Exercise description | Quote the data verbatim from its first line through the line containing "positive clicks: (440, 62)", including both of those lines. Give nothing beyond that span.

Data in this exercise |
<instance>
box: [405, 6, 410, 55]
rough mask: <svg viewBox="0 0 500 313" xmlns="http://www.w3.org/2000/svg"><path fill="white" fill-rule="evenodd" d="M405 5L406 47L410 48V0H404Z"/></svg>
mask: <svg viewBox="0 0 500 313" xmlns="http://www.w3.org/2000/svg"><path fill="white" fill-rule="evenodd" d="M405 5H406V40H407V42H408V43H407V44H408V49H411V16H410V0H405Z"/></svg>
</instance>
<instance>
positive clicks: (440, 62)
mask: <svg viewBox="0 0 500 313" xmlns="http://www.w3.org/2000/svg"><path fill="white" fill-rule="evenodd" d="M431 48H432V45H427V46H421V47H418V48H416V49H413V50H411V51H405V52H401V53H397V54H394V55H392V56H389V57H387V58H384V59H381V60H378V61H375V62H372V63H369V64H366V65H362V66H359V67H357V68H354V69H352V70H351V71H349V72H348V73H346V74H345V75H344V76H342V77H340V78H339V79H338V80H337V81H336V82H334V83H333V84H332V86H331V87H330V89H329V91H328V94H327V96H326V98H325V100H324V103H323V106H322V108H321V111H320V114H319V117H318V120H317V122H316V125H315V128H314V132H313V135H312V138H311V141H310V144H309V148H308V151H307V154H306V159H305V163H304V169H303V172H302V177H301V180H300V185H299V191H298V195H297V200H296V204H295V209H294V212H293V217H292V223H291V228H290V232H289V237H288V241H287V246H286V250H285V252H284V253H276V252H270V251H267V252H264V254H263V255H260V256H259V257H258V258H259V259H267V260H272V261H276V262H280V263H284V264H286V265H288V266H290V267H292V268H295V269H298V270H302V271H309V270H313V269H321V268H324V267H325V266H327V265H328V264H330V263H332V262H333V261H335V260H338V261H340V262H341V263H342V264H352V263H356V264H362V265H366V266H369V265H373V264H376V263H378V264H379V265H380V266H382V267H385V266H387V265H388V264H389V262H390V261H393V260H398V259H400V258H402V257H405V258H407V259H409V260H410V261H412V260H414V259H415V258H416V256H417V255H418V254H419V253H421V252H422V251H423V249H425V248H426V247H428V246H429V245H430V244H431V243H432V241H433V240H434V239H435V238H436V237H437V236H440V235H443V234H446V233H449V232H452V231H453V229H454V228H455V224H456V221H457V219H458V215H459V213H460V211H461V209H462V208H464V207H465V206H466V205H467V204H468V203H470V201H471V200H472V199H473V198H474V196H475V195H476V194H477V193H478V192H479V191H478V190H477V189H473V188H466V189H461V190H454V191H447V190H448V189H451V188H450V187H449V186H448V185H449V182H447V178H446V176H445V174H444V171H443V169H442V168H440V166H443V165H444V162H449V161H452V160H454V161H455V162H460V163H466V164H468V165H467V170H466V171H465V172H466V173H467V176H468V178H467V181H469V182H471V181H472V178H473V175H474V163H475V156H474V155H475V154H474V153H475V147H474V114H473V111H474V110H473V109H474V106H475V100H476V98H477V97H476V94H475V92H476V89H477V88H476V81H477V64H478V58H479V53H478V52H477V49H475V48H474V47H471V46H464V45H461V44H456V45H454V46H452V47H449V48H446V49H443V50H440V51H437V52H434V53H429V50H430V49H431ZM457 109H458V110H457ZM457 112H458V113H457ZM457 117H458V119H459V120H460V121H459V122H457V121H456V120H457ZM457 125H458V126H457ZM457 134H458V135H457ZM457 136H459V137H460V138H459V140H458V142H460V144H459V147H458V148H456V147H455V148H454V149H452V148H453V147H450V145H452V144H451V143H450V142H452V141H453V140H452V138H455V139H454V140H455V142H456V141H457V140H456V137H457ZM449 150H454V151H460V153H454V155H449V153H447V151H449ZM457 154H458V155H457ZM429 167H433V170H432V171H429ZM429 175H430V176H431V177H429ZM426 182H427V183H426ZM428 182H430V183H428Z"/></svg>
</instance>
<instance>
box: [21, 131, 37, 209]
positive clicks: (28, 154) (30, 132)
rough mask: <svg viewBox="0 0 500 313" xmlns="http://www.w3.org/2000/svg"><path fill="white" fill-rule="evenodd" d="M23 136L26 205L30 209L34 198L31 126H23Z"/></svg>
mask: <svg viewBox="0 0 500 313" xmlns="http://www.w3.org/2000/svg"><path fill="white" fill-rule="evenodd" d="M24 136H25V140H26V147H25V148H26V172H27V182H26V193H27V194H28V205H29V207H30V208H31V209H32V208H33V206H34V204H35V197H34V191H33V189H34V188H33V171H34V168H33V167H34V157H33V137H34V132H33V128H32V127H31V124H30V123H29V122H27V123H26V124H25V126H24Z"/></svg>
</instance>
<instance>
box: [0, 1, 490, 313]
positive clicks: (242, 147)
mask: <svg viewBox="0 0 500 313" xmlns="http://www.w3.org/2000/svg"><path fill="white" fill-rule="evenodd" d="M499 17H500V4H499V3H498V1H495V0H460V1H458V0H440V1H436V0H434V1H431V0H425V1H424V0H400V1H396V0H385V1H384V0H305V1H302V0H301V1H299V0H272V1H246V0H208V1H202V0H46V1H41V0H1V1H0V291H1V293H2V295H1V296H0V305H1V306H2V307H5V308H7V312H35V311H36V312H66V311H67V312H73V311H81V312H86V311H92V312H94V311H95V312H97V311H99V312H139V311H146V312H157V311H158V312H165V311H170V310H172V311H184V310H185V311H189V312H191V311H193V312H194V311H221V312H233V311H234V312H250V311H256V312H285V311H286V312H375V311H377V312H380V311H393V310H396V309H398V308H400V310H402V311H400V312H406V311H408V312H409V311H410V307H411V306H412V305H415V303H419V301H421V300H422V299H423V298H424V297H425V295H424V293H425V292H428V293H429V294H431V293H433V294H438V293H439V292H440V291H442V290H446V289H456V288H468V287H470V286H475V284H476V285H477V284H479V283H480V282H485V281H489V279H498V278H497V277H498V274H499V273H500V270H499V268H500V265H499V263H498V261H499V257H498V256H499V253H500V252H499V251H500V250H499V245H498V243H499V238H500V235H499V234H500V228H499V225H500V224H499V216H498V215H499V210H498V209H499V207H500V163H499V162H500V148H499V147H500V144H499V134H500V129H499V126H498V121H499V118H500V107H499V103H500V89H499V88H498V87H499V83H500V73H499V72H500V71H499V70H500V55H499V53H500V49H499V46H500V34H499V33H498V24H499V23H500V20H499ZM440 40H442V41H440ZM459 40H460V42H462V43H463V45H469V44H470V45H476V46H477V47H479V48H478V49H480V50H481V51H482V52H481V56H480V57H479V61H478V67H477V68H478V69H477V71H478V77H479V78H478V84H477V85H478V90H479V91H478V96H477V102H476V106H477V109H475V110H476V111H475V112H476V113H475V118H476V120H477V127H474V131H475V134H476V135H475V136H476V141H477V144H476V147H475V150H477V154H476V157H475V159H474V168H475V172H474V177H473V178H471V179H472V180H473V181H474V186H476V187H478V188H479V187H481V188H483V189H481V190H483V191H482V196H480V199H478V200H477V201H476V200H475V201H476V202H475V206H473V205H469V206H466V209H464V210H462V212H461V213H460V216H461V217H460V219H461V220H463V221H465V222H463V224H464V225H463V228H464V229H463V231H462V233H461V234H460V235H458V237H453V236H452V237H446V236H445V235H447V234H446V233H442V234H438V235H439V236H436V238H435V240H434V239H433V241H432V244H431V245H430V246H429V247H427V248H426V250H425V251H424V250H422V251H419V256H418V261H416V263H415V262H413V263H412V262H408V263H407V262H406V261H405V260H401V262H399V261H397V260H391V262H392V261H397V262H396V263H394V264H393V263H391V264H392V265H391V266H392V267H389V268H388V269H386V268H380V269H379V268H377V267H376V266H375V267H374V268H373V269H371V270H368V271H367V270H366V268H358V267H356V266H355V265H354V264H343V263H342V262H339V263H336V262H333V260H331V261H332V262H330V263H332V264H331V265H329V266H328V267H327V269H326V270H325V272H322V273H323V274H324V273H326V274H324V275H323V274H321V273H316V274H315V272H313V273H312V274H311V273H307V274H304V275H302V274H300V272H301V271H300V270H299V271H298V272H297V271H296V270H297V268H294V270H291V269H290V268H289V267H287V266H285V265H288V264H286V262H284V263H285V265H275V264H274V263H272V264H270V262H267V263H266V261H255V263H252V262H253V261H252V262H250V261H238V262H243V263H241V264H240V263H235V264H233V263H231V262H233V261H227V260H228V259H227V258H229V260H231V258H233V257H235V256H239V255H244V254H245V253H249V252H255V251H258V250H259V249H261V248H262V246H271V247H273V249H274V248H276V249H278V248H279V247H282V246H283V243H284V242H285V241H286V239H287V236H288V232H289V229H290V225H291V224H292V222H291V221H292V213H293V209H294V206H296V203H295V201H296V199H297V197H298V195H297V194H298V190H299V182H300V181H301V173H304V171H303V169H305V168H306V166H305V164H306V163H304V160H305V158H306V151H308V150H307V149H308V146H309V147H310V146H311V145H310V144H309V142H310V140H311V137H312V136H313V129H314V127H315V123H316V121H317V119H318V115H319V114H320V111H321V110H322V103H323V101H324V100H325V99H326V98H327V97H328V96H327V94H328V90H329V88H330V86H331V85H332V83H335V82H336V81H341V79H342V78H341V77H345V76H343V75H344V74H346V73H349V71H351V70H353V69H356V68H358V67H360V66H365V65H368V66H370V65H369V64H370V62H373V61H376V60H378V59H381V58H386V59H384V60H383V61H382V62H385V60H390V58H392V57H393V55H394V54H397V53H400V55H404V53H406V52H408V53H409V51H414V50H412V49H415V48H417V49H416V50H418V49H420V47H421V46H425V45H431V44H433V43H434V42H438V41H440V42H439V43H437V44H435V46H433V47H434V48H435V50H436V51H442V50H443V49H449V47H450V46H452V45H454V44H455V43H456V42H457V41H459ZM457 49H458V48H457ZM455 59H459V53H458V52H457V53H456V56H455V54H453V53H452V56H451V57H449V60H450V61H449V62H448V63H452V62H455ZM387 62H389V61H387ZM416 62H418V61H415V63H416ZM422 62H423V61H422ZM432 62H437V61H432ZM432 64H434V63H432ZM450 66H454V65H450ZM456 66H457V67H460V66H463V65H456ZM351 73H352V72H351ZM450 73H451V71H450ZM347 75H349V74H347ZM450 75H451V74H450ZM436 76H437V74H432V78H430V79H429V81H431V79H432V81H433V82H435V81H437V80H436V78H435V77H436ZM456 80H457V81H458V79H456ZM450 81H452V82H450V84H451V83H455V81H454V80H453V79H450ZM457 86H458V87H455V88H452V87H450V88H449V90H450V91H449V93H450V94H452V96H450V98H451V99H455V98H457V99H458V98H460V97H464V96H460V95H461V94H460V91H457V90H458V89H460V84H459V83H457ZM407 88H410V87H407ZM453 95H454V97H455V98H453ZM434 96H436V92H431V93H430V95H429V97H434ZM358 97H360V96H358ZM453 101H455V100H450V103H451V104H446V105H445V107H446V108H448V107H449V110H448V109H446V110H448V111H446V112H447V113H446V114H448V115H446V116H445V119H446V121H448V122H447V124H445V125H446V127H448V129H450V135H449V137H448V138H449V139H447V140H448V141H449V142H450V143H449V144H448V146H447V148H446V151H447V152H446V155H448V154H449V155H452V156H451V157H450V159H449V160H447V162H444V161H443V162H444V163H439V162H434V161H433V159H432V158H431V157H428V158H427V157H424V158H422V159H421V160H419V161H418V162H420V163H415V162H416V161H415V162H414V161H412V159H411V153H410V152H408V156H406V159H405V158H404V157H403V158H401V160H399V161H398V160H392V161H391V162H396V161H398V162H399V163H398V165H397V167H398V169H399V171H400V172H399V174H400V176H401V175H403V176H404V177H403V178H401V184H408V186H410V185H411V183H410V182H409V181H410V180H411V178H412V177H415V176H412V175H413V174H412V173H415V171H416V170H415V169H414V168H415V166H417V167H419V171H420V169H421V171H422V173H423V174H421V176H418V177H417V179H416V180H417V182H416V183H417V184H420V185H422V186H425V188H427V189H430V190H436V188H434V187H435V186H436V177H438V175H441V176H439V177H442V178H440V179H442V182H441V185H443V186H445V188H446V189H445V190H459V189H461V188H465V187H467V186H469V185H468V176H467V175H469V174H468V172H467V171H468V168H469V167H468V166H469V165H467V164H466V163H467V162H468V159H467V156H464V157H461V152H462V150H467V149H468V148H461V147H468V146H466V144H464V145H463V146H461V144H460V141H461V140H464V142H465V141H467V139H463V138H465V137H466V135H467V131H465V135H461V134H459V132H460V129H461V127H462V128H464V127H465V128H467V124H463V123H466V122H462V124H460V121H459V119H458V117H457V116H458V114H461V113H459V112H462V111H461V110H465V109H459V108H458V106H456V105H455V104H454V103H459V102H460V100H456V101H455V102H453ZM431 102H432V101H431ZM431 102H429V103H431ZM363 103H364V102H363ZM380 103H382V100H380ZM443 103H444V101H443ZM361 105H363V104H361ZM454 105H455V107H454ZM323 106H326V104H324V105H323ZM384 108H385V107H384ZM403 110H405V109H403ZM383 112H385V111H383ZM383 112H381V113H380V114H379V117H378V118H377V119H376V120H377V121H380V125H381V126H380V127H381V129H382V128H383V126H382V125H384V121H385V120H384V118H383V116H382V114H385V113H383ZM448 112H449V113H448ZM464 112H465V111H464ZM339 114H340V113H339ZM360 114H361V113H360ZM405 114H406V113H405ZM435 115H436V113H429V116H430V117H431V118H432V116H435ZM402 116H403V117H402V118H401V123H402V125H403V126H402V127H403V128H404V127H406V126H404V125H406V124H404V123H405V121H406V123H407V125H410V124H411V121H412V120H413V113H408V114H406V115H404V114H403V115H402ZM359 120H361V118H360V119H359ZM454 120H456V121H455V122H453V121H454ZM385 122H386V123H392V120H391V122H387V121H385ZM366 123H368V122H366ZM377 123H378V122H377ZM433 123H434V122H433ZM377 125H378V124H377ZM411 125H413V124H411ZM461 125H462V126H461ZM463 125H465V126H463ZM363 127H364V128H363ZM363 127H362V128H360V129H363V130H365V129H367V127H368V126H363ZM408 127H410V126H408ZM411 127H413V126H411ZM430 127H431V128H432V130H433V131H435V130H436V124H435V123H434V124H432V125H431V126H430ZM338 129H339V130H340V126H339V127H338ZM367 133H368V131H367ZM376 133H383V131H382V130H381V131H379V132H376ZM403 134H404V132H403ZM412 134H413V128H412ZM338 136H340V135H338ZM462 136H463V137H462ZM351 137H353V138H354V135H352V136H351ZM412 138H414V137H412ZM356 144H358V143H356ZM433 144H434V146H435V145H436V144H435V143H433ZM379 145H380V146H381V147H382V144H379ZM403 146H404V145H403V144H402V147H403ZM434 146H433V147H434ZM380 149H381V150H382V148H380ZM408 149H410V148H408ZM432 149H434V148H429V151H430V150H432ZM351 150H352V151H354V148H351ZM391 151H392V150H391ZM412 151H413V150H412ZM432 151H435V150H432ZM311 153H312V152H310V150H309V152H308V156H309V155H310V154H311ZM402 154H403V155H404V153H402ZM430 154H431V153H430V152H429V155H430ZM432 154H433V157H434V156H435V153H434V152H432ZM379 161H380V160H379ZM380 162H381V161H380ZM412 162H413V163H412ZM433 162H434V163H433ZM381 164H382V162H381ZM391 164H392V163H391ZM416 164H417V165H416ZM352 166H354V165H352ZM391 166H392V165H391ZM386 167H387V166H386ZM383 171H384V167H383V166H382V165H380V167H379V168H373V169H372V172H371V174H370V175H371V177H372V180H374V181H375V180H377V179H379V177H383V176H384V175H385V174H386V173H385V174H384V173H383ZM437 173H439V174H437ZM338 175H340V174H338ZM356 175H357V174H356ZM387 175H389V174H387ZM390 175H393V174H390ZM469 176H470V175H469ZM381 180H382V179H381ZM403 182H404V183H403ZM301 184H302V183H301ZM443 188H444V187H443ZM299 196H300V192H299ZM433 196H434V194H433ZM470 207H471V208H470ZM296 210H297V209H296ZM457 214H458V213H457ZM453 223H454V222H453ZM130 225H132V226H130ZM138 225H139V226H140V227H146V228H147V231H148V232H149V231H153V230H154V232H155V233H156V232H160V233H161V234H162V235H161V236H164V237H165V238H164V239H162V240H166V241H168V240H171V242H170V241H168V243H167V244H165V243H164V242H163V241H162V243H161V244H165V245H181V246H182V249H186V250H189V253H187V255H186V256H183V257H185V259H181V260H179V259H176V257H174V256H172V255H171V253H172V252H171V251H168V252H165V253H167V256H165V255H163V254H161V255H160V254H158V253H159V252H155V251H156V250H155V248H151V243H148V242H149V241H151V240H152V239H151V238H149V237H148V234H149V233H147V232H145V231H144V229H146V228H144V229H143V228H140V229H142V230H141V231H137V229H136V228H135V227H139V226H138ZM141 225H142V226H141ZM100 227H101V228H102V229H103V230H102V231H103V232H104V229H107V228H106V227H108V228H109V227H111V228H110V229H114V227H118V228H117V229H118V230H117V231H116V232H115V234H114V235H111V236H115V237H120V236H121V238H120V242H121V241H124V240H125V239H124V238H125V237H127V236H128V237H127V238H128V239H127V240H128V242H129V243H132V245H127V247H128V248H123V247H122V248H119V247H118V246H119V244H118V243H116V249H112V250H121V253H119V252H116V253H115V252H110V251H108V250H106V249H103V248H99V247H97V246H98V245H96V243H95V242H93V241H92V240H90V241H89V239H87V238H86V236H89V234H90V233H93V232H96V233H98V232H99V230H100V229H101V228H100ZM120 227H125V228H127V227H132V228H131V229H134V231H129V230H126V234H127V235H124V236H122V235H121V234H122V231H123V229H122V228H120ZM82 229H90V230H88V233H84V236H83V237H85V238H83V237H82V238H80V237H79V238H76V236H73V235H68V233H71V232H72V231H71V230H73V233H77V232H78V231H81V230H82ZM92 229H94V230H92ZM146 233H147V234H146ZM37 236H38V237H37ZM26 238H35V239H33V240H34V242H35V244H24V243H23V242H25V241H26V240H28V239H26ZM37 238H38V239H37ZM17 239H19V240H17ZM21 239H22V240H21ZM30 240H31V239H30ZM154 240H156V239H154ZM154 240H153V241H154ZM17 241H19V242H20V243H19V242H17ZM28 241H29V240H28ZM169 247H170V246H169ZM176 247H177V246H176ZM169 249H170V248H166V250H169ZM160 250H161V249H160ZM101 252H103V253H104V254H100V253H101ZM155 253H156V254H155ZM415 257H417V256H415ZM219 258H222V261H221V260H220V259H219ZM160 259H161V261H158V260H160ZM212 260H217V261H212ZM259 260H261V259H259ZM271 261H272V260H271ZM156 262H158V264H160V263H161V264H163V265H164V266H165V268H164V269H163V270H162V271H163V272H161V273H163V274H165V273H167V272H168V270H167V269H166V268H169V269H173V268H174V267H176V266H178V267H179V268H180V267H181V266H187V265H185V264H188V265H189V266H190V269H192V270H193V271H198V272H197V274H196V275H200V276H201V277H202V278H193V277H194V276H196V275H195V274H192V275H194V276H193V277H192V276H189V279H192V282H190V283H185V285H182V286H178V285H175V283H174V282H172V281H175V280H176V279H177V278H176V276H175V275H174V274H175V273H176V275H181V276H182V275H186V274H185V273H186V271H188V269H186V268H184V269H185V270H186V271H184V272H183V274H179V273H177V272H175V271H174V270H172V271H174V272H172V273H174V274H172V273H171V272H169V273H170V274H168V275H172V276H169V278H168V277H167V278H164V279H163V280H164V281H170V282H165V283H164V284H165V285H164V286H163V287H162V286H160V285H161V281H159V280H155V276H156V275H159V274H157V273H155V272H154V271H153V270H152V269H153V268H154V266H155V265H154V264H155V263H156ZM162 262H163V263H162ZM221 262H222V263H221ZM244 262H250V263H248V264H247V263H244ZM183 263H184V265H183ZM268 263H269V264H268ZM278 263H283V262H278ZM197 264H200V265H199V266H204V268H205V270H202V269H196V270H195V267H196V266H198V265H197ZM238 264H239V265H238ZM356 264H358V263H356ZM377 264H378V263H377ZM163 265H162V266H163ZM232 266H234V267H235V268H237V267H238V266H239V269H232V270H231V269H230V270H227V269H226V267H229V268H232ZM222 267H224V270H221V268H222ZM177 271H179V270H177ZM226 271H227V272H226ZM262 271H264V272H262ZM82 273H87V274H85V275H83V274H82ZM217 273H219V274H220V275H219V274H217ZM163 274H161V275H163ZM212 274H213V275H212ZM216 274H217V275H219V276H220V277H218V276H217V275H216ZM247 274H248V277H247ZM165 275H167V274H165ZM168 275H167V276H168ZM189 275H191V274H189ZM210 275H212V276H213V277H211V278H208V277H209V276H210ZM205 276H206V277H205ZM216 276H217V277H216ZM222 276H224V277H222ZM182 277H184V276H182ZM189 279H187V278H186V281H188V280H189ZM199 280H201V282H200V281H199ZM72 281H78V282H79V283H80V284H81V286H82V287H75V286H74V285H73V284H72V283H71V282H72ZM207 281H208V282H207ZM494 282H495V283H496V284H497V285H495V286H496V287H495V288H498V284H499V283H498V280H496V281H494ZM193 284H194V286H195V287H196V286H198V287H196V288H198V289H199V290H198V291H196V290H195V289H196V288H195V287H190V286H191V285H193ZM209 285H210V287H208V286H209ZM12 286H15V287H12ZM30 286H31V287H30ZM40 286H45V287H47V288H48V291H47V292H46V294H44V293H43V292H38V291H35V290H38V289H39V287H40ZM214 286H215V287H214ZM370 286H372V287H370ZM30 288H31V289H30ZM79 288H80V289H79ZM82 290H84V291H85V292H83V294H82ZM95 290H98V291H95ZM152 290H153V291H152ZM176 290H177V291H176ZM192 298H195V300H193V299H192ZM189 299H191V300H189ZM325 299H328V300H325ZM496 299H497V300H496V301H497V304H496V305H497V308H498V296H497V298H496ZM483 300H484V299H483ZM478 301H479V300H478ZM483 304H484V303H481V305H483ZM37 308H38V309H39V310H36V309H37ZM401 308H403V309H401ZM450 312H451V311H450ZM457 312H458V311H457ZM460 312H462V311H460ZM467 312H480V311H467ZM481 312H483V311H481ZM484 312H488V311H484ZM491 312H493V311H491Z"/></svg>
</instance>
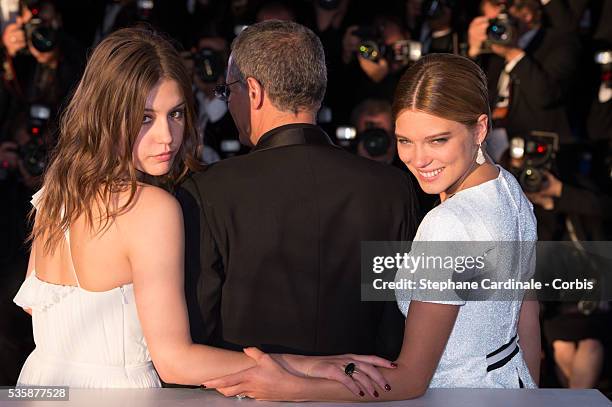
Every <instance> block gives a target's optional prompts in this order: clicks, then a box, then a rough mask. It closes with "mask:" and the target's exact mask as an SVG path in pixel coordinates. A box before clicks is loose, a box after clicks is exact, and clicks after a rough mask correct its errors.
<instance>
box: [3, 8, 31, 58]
mask: <svg viewBox="0 0 612 407" xmlns="http://www.w3.org/2000/svg"><path fill="white" fill-rule="evenodd" d="M22 27H23V21H22V19H21V17H17V20H16V21H15V22H14V23H12V24H9V25H7V26H6V28H5V29H4V32H3V33H2V42H3V43H4V47H5V48H6V51H7V52H8V54H9V56H11V57H14V56H15V55H16V54H17V53H18V52H19V51H21V50H22V49H24V48H25V47H26V46H27V44H26V37H25V32H24V31H23V29H22Z"/></svg>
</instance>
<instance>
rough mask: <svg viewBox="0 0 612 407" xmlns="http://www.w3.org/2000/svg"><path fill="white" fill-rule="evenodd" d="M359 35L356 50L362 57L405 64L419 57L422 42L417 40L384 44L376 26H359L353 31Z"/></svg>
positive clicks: (373, 60)
mask: <svg viewBox="0 0 612 407" xmlns="http://www.w3.org/2000/svg"><path fill="white" fill-rule="evenodd" d="M353 35H355V36H356V37H359V39H360V41H359V46H358V47H357V52H358V53H359V55H361V56H362V57H363V58H365V59H367V60H370V61H373V62H376V61H378V60H380V59H382V58H385V59H386V60H387V61H389V62H399V63H401V64H403V65H407V64H408V63H410V62H414V61H416V60H417V59H419V58H420V57H421V50H422V44H421V43H420V42H418V41H410V40H401V41H397V42H395V43H393V44H392V45H387V44H385V42H384V40H383V36H382V33H381V30H380V29H378V28H376V27H370V26H361V27H359V28H357V29H356V30H355V31H353Z"/></svg>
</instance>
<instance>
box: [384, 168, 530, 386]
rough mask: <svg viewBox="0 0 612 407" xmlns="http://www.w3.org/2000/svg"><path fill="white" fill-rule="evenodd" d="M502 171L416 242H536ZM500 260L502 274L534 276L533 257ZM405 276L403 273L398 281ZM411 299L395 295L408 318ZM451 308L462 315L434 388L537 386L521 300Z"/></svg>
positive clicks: (437, 301)
mask: <svg viewBox="0 0 612 407" xmlns="http://www.w3.org/2000/svg"><path fill="white" fill-rule="evenodd" d="M499 170H500V172H499V175H498V177H497V178H496V179H494V180H491V181H488V182H485V183H483V184H480V185H477V186H475V187H471V188H467V189H465V190H462V191H460V192H458V193H457V194H455V195H454V196H452V197H450V198H449V199H447V200H445V201H444V202H443V203H441V204H440V205H439V206H437V207H436V208H434V209H432V210H431V211H430V212H429V213H428V214H427V216H425V218H424V219H423V222H422V223H421V225H420V226H419V229H418V231H417V234H416V237H415V241H421V242H432V241H433V242H435V241H445V242H446V241H493V242H497V241H504V242H505V241H531V242H534V241H535V240H536V239H537V233H536V220H535V217H534V214H533V207H532V205H531V203H530V202H529V201H528V200H527V198H526V197H525V195H524V194H523V192H522V190H521V188H520V186H519V184H518V182H517V181H516V179H515V178H514V177H513V176H512V175H511V174H510V173H508V172H507V171H505V170H504V169H502V168H501V167H500V168H499ZM527 257H528V256H527ZM501 260H502V261H499V262H498V263H497V264H498V265H501V270H497V273H498V275H500V274H501V275H502V276H503V275H504V274H507V275H516V274H517V272H518V273H520V274H523V275H522V276H521V277H523V278H524V277H525V273H527V274H528V275H529V276H531V275H532V274H533V267H534V260H535V259H534V258H519V259H518V260H517V259H507V261H506V260H505V259H501ZM517 270H518V271H517ZM405 273H406V271H405V270H400V271H399V272H398V274H397V277H396V281H397V280H398V279H399V278H401V277H402V275H404V274H405ZM413 295H414V294H411V293H410V292H409V291H406V290H397V291H396V296H397V301H398V305H399V308H400V310H401V311H402V312H403V314H404V315H406V314H407V312H408V308H409V307H410V299H411V298H414V299H416V297H413ZM428 302H442V303H448V302H446V301H428ZM451 303H452V304H455V305H460V309H459V314H458V316H457V320H456V322H455V326H454V327H453V331H452V333H451V335H450V338H449V340H448V343H447V345H446V348H445V350H444V353H443V355H442V358H441V359H440V363H439V364H438V367H437V369H436V372H435V374H434V376H433V378H432V380H431V383H430V387H464V388H465V387H471V388H476V387H479V388H519V387H526V388H534V387H536V384H535V383H534V381H533V379H532V378H531V375H530V374H529V370H528V369H527V365H526V363H525V360H524V358H523V353H522V351H521V349H520V346H519V343H518V342H519V338H518V335H517V328H518V319H519V313H520V307H521V300H515V301H457V302H451Z"/></svg>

Problem solution |
<instance>
box: [405, 6, 410, 55]
rough mask: <svg viewBox="0 0 500 313" xmlns="http://www.w3.org/2000/svg"><path fill="white" fill-rule="evenodd" d="M405 5L406 47L410 48V0H404Z"/></svg>
mask: <svg viewBox="0 0 500 313" xmlns="http://www.w3.org/2000/svg"><path fill="white" fill-rule="evenodd" d="M405 5H406V40H407V42H408V43H407V44H408V49H411V16H410V0H405Z"/></svg>
</instance>
<instance>
positive clicks: (440, 62)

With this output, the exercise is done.